--- INPUT DATA Enclosed Below ---

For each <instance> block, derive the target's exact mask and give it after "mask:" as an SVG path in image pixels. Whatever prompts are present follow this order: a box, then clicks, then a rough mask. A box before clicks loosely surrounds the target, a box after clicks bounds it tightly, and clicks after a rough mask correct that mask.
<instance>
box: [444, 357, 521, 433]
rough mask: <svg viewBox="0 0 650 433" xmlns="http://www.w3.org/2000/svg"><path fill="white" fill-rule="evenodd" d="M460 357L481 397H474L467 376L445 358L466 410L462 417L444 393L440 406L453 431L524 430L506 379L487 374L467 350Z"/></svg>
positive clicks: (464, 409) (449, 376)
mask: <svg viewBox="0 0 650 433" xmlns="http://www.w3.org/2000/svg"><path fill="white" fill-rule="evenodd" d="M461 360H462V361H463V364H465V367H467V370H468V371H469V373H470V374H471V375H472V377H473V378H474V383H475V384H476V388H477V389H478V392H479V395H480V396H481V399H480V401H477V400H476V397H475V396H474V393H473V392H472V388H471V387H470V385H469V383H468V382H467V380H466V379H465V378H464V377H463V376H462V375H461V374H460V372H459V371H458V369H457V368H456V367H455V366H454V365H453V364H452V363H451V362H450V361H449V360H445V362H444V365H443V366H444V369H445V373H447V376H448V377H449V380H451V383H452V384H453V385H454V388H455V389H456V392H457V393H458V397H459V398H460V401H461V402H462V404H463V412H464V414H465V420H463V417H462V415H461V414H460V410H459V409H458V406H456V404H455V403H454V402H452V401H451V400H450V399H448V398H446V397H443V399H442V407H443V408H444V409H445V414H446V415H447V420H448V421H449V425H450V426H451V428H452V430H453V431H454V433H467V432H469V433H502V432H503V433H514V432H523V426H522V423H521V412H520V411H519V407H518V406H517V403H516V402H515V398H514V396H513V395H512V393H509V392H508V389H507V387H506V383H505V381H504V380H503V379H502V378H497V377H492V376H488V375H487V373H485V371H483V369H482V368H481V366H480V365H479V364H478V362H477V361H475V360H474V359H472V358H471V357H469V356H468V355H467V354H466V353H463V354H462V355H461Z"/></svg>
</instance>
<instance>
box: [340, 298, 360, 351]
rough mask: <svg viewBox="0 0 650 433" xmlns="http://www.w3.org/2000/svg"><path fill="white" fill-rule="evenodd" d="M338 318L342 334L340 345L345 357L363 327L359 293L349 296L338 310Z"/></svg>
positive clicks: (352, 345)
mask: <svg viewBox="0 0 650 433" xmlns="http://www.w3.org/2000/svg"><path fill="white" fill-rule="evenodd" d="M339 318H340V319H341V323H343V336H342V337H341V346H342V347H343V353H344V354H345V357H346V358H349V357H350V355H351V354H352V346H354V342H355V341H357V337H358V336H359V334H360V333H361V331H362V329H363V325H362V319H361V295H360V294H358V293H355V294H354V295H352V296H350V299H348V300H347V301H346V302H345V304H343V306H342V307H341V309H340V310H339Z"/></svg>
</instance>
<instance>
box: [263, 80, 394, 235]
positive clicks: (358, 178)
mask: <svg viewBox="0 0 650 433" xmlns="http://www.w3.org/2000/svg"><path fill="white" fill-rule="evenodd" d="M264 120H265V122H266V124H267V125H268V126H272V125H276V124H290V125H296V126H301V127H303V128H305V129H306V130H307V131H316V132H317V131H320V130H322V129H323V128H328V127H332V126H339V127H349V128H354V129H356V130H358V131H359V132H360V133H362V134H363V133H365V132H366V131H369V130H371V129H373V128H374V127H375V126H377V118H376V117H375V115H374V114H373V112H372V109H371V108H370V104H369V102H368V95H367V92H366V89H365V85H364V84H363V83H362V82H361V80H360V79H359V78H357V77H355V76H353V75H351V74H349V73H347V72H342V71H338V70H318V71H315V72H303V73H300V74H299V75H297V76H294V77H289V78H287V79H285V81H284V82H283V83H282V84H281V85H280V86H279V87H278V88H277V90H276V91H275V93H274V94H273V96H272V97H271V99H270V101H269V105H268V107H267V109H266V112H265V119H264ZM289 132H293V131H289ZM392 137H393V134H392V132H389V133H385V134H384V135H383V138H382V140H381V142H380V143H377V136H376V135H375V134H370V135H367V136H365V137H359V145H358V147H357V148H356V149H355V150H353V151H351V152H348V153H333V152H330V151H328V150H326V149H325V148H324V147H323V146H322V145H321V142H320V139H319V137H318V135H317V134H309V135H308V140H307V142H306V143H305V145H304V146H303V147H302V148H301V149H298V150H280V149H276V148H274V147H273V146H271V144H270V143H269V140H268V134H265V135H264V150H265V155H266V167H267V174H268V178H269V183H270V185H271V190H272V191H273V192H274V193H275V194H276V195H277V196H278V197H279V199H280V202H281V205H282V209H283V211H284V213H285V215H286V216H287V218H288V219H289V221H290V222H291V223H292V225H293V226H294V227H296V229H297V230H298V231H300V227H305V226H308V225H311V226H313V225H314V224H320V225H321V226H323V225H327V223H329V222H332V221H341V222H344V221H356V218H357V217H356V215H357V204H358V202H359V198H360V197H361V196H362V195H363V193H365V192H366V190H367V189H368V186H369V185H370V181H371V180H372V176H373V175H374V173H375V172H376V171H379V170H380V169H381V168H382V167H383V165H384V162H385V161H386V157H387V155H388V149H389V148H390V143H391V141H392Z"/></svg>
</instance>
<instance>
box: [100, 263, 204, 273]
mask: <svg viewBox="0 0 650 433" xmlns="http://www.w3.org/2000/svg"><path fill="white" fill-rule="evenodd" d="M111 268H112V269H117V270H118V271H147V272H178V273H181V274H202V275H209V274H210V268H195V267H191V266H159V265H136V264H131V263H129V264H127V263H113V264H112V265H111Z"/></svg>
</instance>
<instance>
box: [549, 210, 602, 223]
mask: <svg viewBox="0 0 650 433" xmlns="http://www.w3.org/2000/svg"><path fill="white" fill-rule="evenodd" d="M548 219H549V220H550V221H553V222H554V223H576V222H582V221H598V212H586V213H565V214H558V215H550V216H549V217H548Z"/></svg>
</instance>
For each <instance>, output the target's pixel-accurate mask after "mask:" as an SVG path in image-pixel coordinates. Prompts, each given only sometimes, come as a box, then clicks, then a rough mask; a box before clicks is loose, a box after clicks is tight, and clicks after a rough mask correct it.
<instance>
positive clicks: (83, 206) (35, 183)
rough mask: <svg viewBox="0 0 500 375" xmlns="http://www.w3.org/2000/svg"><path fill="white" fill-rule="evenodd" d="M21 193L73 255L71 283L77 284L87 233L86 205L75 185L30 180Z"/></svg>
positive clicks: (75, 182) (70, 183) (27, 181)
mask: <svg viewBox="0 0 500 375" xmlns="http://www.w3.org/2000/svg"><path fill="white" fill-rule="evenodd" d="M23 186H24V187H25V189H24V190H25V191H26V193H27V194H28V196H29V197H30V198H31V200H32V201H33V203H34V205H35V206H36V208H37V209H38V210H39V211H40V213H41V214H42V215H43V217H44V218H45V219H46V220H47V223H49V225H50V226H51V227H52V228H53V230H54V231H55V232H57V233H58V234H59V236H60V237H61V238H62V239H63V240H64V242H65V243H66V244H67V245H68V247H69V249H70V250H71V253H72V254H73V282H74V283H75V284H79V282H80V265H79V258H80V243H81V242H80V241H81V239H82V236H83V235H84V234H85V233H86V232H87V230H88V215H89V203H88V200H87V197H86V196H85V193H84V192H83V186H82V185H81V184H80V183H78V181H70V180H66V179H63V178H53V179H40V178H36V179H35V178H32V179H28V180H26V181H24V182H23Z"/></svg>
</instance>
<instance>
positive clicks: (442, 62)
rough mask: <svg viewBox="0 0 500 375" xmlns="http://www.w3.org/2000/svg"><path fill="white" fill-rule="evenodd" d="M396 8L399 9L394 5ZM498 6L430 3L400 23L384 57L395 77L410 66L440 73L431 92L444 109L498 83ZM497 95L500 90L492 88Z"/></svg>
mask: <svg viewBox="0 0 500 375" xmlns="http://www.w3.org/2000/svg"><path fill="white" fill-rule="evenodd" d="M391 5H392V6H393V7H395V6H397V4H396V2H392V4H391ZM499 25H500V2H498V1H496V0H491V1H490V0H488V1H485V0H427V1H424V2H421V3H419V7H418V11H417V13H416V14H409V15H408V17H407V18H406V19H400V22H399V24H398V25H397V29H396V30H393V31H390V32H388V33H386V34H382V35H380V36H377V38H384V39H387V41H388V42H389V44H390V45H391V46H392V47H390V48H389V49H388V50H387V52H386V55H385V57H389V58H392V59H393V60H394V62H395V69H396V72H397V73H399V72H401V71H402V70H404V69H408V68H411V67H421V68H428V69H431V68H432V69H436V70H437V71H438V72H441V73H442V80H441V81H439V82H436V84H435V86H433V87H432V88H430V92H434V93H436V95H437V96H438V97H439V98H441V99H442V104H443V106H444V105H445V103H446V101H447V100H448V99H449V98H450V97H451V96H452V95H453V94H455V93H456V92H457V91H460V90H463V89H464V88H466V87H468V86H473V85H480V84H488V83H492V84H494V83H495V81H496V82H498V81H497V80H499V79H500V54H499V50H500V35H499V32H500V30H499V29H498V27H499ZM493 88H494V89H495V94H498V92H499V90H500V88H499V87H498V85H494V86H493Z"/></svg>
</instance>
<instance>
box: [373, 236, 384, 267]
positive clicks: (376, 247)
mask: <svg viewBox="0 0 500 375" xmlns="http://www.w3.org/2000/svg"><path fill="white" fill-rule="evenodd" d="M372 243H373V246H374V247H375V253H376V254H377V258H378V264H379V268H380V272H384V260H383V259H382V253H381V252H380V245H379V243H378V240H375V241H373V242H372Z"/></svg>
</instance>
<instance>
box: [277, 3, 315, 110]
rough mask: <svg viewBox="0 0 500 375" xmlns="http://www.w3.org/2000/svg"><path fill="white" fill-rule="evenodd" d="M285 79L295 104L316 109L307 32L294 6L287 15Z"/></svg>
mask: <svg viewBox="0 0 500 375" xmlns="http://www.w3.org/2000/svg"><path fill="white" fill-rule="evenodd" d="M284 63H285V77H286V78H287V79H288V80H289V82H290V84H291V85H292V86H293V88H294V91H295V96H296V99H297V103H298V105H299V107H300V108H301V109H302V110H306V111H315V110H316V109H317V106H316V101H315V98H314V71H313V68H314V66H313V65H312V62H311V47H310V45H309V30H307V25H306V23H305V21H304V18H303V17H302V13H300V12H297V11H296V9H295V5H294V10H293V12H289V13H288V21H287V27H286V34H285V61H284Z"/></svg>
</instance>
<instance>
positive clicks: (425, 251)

--- End of Enclosed INPUT DATA ---

WHAT THE TASK ASKS
All lines from the one containing "positive clicks: (376, 247)" to the end of the records are to be duplicated exactly, and no other lines are to be given.

FINISHED EXERCISE
positive clicks: (376, 247)
mask: <svg viewBox="0 0 500 375" xmlns="http://www.w3.org/2000/svg"><path fill="white" fill-rule="evenodd" d="M372 243H373V246H374V247H375V253H376V254H377V258H378V264H379V268H380V272H384V260H383V259H382V253H381V252H380V245H379V243H378V240H375V241H373V242H372Z"/></svg>
</instance>
<instance>
box: [277, 3, 315, 110]
rough mask: <svg viewBox="0 0 500 375" xmlns="http://www.w3.org/2000/svg"><path fill="white" fill-rule="evenodd" d="M285 79L295 104L316 109L307 32L294 6L287 15Z"/></svg>
mask: <svg viewBox="0 0 500 375" xmlns="http://www.w3.org/2000/svg"><path fill="white" fill-rule="evenodd" d="M284 63H285V77H286V78H287V79H288V80H289V82H290V84H291V85H292V86H293V88H294V91H295V96H296V99H297V103H298V105H299V107H300V108H301V109H302V110H306V111H315V110H316V109H317V106H316V101H315V98H314V71H313V68H314V66H313V65H312V62H311V47H310V45H309V30H307V25H306V23H305V21H304V18H303V17H302V13H300V12H297V11H296V9H295V5H294V10H293V12H289V13H288V21H287V27H286V34H285V61H284Z"/></svg>
</instance>
<instance>
positive clicks: (425, 251)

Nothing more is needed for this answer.